### Contornos de objetos em imagens
****
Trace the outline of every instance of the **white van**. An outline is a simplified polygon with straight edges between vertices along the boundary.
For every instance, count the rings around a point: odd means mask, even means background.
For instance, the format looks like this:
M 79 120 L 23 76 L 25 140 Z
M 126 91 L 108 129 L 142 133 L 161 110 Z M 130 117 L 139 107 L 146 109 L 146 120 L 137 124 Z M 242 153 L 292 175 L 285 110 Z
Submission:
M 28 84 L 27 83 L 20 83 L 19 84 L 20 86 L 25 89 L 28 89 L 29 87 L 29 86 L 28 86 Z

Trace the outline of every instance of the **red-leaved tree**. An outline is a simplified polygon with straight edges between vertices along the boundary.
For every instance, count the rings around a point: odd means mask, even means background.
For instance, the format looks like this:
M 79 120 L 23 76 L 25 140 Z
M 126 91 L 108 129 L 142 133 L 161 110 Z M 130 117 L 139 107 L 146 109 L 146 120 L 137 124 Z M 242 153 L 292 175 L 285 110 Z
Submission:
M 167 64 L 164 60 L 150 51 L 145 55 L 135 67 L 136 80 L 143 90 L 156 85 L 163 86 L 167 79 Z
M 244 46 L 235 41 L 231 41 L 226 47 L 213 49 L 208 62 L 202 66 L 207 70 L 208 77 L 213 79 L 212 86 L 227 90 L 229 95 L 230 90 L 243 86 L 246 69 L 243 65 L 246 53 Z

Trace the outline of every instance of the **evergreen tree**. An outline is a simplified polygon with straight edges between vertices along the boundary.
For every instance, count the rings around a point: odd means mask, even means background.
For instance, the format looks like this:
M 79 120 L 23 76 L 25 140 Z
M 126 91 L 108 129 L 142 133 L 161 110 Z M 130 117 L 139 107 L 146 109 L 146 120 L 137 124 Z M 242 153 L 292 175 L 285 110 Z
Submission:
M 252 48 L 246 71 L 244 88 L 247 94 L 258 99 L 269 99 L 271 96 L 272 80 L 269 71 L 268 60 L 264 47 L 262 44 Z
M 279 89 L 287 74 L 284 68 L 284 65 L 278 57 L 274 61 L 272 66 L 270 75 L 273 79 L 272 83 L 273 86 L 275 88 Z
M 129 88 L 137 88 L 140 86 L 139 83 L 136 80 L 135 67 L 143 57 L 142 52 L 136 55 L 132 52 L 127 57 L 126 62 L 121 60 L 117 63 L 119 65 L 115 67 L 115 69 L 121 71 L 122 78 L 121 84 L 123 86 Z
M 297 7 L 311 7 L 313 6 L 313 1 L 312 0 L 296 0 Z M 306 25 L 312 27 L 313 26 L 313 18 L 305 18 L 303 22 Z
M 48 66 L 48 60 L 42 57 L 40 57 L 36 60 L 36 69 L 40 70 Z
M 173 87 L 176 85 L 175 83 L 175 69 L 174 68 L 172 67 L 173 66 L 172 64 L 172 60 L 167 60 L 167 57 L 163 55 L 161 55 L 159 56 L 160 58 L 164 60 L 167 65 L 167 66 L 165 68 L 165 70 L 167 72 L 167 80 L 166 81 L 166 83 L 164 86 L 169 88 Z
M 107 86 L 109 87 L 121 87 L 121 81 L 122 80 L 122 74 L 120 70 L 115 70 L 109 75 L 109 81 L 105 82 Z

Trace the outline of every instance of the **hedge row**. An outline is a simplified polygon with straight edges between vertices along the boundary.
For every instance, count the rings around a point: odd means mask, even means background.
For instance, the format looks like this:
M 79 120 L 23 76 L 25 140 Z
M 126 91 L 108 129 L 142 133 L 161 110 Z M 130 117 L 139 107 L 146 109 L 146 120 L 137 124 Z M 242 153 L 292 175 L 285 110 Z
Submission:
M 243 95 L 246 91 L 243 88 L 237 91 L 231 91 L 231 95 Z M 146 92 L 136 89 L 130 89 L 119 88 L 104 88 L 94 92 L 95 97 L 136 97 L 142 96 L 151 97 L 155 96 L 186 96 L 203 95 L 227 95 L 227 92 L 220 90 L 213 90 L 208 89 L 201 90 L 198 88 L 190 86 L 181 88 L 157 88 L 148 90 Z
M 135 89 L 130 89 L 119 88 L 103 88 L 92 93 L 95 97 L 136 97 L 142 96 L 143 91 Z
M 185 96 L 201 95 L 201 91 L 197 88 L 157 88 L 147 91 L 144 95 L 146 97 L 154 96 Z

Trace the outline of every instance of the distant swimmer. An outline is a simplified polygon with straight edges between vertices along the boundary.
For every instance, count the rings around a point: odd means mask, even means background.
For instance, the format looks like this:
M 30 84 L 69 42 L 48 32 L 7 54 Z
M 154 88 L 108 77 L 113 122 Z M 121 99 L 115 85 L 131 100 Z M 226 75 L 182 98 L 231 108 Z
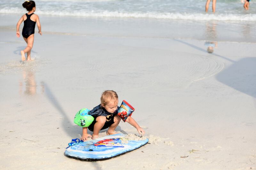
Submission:
M 27 54 L 27 61 L 31 60 L 30 53 L 34 43 L 35 27 L 36 23 L 37 25 L 38 33 L 41 35 L 42 35 L 39 17 L 37 15 L 33 13 L 36 11 L 36 4 L 35 2 L 33 1 L 26 1 L 22 4 L 22 6 L 28 12 L 22 16 L 18 21 L 16 27 L 16 36 L 19 37 L 20 36 L 20 26 L 22 22 L 24 21 L 24 26 L 22 30 L 22 36 L 27 43 L 27 46 L 25 49 L 20 51 L 22 62 L 26 60 L 26 53 Z
M 250 0 L 245 0 L 244 1 L 244 8 L 245 10 L 249 9 L 249 2 Z
M 208 12 L 208 9 L 209 8 L 209 4 L 210 3 L 211 0 L 207 0 L 205 4 L 205 12 Z M 215 8 L 216 6 L 216 0 L 212 0 L 212 12 L 215 12 Z

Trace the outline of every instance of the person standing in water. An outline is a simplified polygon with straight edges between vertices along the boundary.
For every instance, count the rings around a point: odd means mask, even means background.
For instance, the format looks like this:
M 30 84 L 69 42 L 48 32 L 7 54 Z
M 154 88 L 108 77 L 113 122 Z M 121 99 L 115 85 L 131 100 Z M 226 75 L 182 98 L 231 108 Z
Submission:
M 27 43 L 27 46 L 25 49 L 20 51 L 21 61 L 23 62 L 26 60 L 26 53 L 27 54 L 27 61 L 31 60 L 30 53 L 34 43 L 35 27 L 36 23 L 37 25 L 38 33 L 41 35 L 42 33 L 41 32 L 41 25 L 39 21 L 39 17 L 37 15 L 34 13 L 36 11 L 36 3 L 35 2 L 33 1 L 26 1 L 22 4 L 22 6 L 28 12 L 22 15 L 18 21 L 16 27 L 16 35 L 18 37 L 20 37 L 20 26 L 24 21 L 24 26 L 22 30 L 22 36 Z
M 244 1 L 244 8 L 245 10 L 249 9 L 249 2 L 250 2 L 250 0 L 245 0 Z
M 216 6 L 216 0 L 212 0 L 212 12 L 215 12 L 215 8 Z M 209 4 L 210 3 L 211 0 L 207 0 L 205 4 L 205 12 L 208 12 L 208 9 L 209 8 Z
****
### Problema proposto
Pode devolver todo o material acima, linha por linha e sem nenhuma alteração, deixando as imagens de fora da resposta?

### Resposta do exercício
Trace the outline of every instance of the **white van**. An outline is a simplified polygon with straight edges between vertices along the boundary.
For every instance, count the rings around a point: odd means mask, even means background.
For instance, the format looks like this:
M 79 120 L 23 76 L 25 140 Z
M 126 91 L 108 129 L 142 133 L 161 110 Z M 130 117 L 139 107 L 146 109 L 146 120 L 137 124 Z M 242 153 L 292 175 L 285 110 Z
Submission:
M 28 84 L 27 83 L 20 83 L 19 84 L 20 86 L 25 89 L 28 89 L 29 87 L 29 86 L 28 86 Z

Trace the outline of every instance of the **red-leaved tree**. An outline is a simplified polygon with straight edges between vertices along the boundary.
For every instance, count the rings around a point: odd means mask, even means background.
For instance, the format looks like this:
M 79 120 L 23 76 L 25 140 Z
M 126 91 L 108 129 L 142 133 L 161 110 Z M 130 117 L 139 107 L 146 109 L 146 120 L 137 124 Z M 242 153 L 292 175 L 285 110 Z
Submission:
M 167 64 L 164 60 L 150 51 L 145 55 L 135 67 L 136 80 L 143 90 L 156 85 L 163 86 L 167 79 Z
M 244 46 L 235 41 L 231 41 L 226 47 L 213 49 L 208 62 L 202 66 L 207 70 L 208 77 L 213 79 L 212 86 L 227 90 L 229 95 L 230 90 L 243 86 L 246 69 L 243 65 L 246 53 Z

Trace the outline of every instance of the **evergreen tree**. An outline is a simplified polygon with straight edges between vertices along the boundary.
For every instance, count the rings around a point: odd means mask, even means background.
For instance, the format looks like this:
M 79 120 L 23 76 L 25 140 Z
M 126 91 L 108 129 L 142 133 L 161 110 Z M 130 117 L 139 107 L 146 109 L 146 120 L 137 124 Z M 242 153 L 292 175 L 285 110 Z
Submission:
M 252 48 L 246 71 L 244 88 L 247 94 L 258 99 L 269 99 L 271 96 L 272 80 L 269 71 L 268 60 L 264 47 L 262 44 Z
M 279 89 L 287 74 L 284 68 L 284 65 L 278 57 L 274 61 L 272 66 L 270 75 L 273 79 L 272 83 L 273 86 L 275 88 Z
M 129 88 L 137 88 L 140 86 L 139 83 L 136 80 L 135 67 L 143 57 L 142 52 L 136 55 L 132 52 L 127 57 L 126 62 L 121 60 L 117 63 L 119 65 L 115 67 L 115 69 L 121 71 L 122 78 L 121 84 L 123 86 Z
M 297 7 L 311 7 L 313 6 L 313 1 L 312 0 L 296 0 Z M 306 25 L 312 27 L 313 26 L 313 18 L 305 18 L 303 22 Z
M 48 66 L 48 60 L 42 57 L 40 57 L 36 60 L 36 69 L 40 70 Z
M 173 87 L 176 85 L 175 83 L 175 69 L 174 68 L 172 67 L 173 66 L 172 64 L 172 60 L 167 60 L 167 57 L 163 55 L 161 55 L 159 56 L 160 58 L 164 60 L 167 65 L 167 66 L 165 68 L 165 70 L 167 72 L 167 80 L 166 81 L 166 83 L 164 86 L 169 88 Z
M 107 86 L 109 87 L 121 87 L 121 81 L 122 80 L 122 74 L 120 70 L 115 70 L 109 75 L 109 81 L 105 82 Z

Trace the outline of every instance of the **hedge row**. An outline is a simplified polygon with straight edges between vertices along the boundary.
For every instance, count the rings around a point: odd means mask, even means background.
For instance, the format looks like this:
M 79 120 L 23 76 L 25 140 Z
M 126 91 L 108 129 L 142 133 L 161 110 Z M 130 117 L 139 107 L 146 109 L 146 120 L 137 124 Z M 242 153 L 292 175 L 285 110 Z
Submission:
M 243 95 L 246 91 L 243 88 L 237 91 L 231 91 L 231 95 Z M 146 92 L 136 89 L 130 89 L 119 88 L 104 88 L 94 92 L 95 97 L 136 97 L 142 96 L 151 97 L 155 96 L 186 96 L 203 95 L 227 95 L 227 92 L 220 90 L 213 90 L 208 89 L 201 90 L 198 88 L 190 86 L 181 88 L 157 88 L 148 90 Z
M 135 89 L 130 89 L 119 88 L 103 88 L 92 93 L 95 97 L 136 97 L 142 96 L 143 91 Z
M 185 96 L 201 95 L 201 91 L 197 88 L 157 88 L 147 91 L 144 95 L 146 97 L 154 96 Z

Trace the outline of every instance of the distant swimmer. An outline is a simplified polygon with straight edges between vertices along the boundary.
For every instance, count the rings around a point: odd means mask, even means background.
For instance, the format looks like this:
M 30 84 L 69 42 L 48 32 L 7 54 Z
M 154 88 L 108 77 L 113 122 Z M 121 99 L 115 85 L 131 100 Z M 226 75 L 182 98 L 231 108 Z
Submission:
M 27 54 L 27 61 L 31 60 L 30 53 L 34 43 L 35 27 L 36 23 L 37 25 L 38 33 L 41 35 L 42 35 L 39 17 L 37 15 L 33 13 L 36 11 L 36 4 L 35 2 L 33 1 L 26 1 L 22 4 L 22 6 L 28 12 L 22 16 L 18 21 L 16 27 L 16 36 L 19 37 L 20 36 L 20 26 L 22 22 L 24 21 L 24 26 L 22 30 L 22 36 L 27 43 L 27 46 L 25 49 L 20 51 L 22 62 L 26 60 L 26 53 Z
M 250 0 L 245 0 L 244 1 L 244 8 L 245 10 L 249 9 L 249 2 Z
M 208 12 L 208 9 L 209 8 L 209 4 L 210 3 L 211 0 L 207 0 L 205 4 L 205 12 Z M 215 8 L 216 6 L 216 0 L 212 0 L 212 12 L 215 12 Z

Trace the outline of every instance of the person standing in water. An outline is a simplified polygon with straight edges between vertices along the boundary.
For every instance, count the rings around a point: odd means mask, even means background.
For instance, the format looks like this:
M 30 84 L 69 42 L 48 32 L 7 54 Z
M 154 88 L 108 77 L 113 122 Z M 121 99 L 115 85 L 131 100 Z M 226 75 L 182 98 L 231 108 Z
Submission:
M 27 43 L 27 46 L 25 49 L 20 51 L 21 61 L 23 62 L 26 60 L 26 53 L 27 54 L 27 61 L 31 60 L 30 53 L 34 43 L 35 27 L 36 23 L 37 25 L 38 33 L 41 35 L 42 33 L 41 32 L 41 25 L 39 21 L 39 17 L 37 15 L 34 13 L 36 11 L 36 3 L 35 2 L 33 1 L 26 1 L 22 4 L 22 6 L 28 12 L 22 15 L 18 21 L 16 27 L 16 35 L 18 37 L 20 37 L 20 26 L 24 21 L 24 26 L 22 30 L 22 36 Z
M 244 1 L 244 8 L 245 10 L 249 9 L 249 2 L 250 2 L 250 0 L 245 0 Z
M 216 6 L 216 0 L 212 0 L 212 12 L 215 12 L 215 8 Z M 209 4 L 210 3 L 211 0 L 207 0 L 205 4 L 205 12 L 208 12 L 208 9 L 209 8 Z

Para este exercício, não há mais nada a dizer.